About this exercise:
Your response should consist of every record, exactly as given.
□ □ □ □ □ □ □
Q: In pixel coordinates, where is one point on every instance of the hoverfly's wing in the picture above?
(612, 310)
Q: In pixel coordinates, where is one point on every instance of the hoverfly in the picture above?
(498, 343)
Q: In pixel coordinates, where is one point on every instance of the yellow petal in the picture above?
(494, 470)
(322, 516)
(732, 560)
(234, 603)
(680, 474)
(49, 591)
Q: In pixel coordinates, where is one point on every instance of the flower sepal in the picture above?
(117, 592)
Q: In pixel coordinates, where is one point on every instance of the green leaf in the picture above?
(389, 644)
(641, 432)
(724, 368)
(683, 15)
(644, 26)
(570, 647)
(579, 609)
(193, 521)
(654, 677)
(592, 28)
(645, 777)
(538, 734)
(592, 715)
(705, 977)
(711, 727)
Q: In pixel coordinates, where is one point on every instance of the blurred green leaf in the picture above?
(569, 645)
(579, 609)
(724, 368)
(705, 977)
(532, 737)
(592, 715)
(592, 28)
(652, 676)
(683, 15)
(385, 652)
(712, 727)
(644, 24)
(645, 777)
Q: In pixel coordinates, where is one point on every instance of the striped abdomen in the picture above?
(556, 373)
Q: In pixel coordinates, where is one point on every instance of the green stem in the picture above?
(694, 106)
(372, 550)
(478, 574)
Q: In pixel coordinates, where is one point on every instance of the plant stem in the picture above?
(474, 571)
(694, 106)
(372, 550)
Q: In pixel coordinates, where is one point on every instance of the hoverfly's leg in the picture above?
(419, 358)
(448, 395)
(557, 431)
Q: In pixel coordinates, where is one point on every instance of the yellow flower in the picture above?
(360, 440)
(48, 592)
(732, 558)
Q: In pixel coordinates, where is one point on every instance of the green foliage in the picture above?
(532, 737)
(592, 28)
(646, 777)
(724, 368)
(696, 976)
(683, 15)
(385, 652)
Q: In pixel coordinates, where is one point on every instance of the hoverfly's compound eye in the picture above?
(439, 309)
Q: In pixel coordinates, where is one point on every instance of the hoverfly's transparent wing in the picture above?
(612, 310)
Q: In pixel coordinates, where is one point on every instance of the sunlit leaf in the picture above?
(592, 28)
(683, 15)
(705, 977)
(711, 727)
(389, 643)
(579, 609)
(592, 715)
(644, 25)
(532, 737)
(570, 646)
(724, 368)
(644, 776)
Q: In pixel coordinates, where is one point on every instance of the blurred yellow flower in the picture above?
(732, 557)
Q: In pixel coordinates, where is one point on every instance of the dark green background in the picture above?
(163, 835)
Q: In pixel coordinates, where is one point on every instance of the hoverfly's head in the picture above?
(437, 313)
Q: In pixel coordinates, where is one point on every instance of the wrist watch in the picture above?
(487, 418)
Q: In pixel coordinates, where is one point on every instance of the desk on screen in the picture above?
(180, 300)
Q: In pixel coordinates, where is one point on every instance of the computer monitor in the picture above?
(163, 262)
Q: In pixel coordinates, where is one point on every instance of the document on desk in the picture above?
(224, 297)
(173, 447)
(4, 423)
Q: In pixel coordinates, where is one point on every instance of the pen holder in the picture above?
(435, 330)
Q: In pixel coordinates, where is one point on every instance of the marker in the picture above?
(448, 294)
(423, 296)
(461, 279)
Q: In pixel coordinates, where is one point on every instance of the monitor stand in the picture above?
□ □ □ □ □ □ □
Written response:
Q: In pixel coordinates, where is one point on every instance of the hoverfly's wing in the picture above?
(612, 310)
Q: In pixel coordinates, where is one point on every instance of the hoverfly in the picture above?
(498, 343)
Q: In pixel coordinates, where is one point on every instance of the yellow petal in the picture above?
(494, 470)
(322, 516)
(732, 560)
(234, 603)
(680, 474)
(49, 591)
Q: In pixel coordinates, where is one point on every instance of the flower sepal in the picture above?
(117, 592)
Q: In pixel coordinates, where is one point on every instance of the green leaf in the picture above?
(389, 644)
(641, 432)
(724, 368)
(683, 15)
(644, 26)
(570, 647)
(579, 609)
(193, 521)
(654, 677)
(592, 28)
(645, 777)
(538, 734)
(592, 715)
(705, 977)
(711, 727)
Q: In pixel coordinates, where is one point on every instance of the blurred green leaf in the picture above?
(569, 645)
(579, 609)
(724, 368)
(705, 977)
(532, 737)
(592, 715)
(592, 28)
(652, 676)
(683, 15)
(385, 652)
(712, 727)
(644, 24)
(645, 777)
Q: In pixel coordinates, where is one point on every instance of the striped abdomen in the picture above?
(556, 373)
Q: In pixel coordinates, where is one point on every instance of the green stem in the picture above?
(694, 106)
(372, 550)
(478, 574)
Q: In pixel coordinates, where is one point on every instance of the plant stem in the picture above?
(474, 571)
(694, 106)
(372, 550)
Q: In pixel coordinates, where is one point on every instance of the hoverfly's leg in the picture above?
(419, 358)
(448, 395)
(557, 431)
Q: In pixel coordinates, where is one point on every instance of the yellow flower in the picture above?
(360, 440)
(48, 592)
(732, 558)
Q: In pixel coordinates, where is one point on every instance of the green foliage in the picture above?
(532, 737)
(592, 28)
(646, 777)
(724, 368)
(696, 976)
(683, 15)
(385, 652)
Q: In pixel coordinates, where is one point on every instance of the hoverfly's compound eye in the picture above?
(439, 309)
Q: In pixel coordinates, where is one point on every instance of the hoverfly's transparent wing in the picture above?
(612, 310)
Q: In pixel coordinates, where is one point on every instance of the sunlit leaf in the picture above?
(592, 28)
(683, 15)
(705, 977)
(711, 727)
(389, 643)
(579, 609)
(592, 715)
(644, 25)
(532, 737)
(570, 646)
(724, 368)
(644, 776)
Q: In pixel coordinates, where is one point on every instance of the blurred yellow flower in the picture above?
(732, 557)
Q: In pixel coordinates, where is one point on every instance of the dark green background in the picture above?
(163, 835)
Q: In pixel coordinates, where is one point on every instance of the hoverfly's head in the picture above?
(437, 313)
Q: In pixel coordinates, where is one point on every instance of the wrist watch in the picture above?
(487, 418)
Q: In pixel coordinates, where is one point on every instance of the desk on screen in the picture above?
(180, 300)
Q: In pixel coordinates, where is one point on every instance of the computer monitor in the picture above?
(163, 262)
Q: In pixel coordinates, where is one point on every instance of the document on desk in the picture above?
(224, 297)
(173, 447)
(4, 423)
Q: In pixel coordinates, where is one point on every instance of the pen holder in the picture above?
(435, 330)
Q: In pixel coordinates, where is one point on every instance of the marker in the picture above?
(448, 294)
(423, 296)
(461, 279)
Q: In pixel coordinates, where is one point on every instance of the monitor stand in the picture above?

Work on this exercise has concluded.